- **What is needed**
Format the entries below, from the line containing "May I please request that you find the glossy" through the final line of the entries, as a Markdown table with the columns Row and Line. Number each line in Row, and leave out blank lines.

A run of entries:
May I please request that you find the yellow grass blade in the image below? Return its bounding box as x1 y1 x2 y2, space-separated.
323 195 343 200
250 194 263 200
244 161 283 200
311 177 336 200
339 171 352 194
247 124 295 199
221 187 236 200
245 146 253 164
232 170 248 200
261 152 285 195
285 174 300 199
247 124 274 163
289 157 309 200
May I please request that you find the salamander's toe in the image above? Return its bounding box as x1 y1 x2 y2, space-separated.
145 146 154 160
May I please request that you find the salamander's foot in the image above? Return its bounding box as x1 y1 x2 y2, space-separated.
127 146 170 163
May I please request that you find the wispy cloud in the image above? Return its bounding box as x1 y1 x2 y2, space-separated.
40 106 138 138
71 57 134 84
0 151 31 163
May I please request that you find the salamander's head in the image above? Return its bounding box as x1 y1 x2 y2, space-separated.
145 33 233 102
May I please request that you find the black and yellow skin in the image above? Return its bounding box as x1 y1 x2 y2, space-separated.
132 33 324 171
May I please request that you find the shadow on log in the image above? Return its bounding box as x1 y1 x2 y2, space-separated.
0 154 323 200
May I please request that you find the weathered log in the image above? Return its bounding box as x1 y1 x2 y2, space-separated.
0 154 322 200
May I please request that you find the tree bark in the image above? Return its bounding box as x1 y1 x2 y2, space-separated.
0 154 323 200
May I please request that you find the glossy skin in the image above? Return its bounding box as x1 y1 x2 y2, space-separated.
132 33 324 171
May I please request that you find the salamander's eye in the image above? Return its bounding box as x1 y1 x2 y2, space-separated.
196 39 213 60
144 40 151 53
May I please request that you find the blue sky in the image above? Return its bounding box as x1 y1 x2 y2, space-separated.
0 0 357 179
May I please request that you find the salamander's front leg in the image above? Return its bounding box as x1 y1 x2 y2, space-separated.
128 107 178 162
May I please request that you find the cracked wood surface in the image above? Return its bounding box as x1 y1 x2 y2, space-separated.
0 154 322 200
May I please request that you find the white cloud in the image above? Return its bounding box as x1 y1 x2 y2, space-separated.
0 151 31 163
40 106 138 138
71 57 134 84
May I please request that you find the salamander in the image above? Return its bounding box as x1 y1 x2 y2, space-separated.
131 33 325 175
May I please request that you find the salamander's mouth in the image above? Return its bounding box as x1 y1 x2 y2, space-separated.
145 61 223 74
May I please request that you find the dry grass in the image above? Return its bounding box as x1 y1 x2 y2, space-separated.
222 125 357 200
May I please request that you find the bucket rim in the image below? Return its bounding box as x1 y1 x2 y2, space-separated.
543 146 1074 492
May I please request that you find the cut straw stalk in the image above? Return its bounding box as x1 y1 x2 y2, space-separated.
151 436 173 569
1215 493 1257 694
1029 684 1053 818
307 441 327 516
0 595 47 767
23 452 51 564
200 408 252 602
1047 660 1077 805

- **Problem solution**
| Row | Line |
|---|---|
| 1 | May I please request that you find the glossy skin in the image above? Return its bounding box as x1 y1 x2 y2, space-separated. |
| 2 | 132 33 324 171 |
| 3 | May I please request that you find the salamander's eye in the image above? Return its bounding box as x1 y1 x2 y2, space-separated. |
| 4 | 196 39 213 60 |
| 5 | 144 40 151 53 |
| 6 | May I please request that you find the blue sky in the image above? Return its bounding box as x1 y1 x2 y2, space-separated. |
| 7 | 0 0 357 179 |
| 8 | May I please request that you find the salamander's front leg in the image above? Return its bounding box as x1 y1 x2 y2, space-separated. |
| 9 | 128 107 178 162 |
| 10 | May I please request that you find the cracked wood surface in the image above? Return its bounding box as x1 y1 x2 y2, space-separated. |
| 11 | 0 154 322 200 |
| 12 | May I please request that you find the white cloud in the image above? Return its bounding box as x1 y1 x2 y2, space-separated. |
| 13 | 0 151 31 163 |
| 14 | 40 106 138 138 |
| 15 | 71 57 134 84 |
| 16 | May I please request that you find the salamander in the image above? Return its bounding box as x1 y1 x2 y2, space-separated. |
| 17 | 131 33 325 175 |
| 18 | May I please request that you find the salamander's mouth in the image above? Return its bounding box as x1 y1 x2 y2, space-separated. |
| 19 | 145 61 223 74 |
| 20 | May I please request that you find the dry grass in the image above? Return its bounding box as x1 y1 x2 y2, space-separated. |
| 21 | 222 125 357 200 |
| 22 | May I please request that you find the bucket rim in the image below? Return its bounding box as x1 y1 x2 y2, space-separated. |
| 23 | 543 146 1074 492 |
| 24 | May I please request that you find the cut straw stalk in the image above? Return its bounding box as x1 y1 x2 y2, space-separated. |
| 25 | 151 436 173 569 |
| 26 | 1215 493 1257 694 |
| 27 | 1029 684 1053 818 |
| 28 | 307 441 327 516 |
| 29 | 0 595 47 767 |
| 30 | 23 452 51 564 |
| 31 | 200 408 252 602 |
| 32 | 1047 660 1077 805 |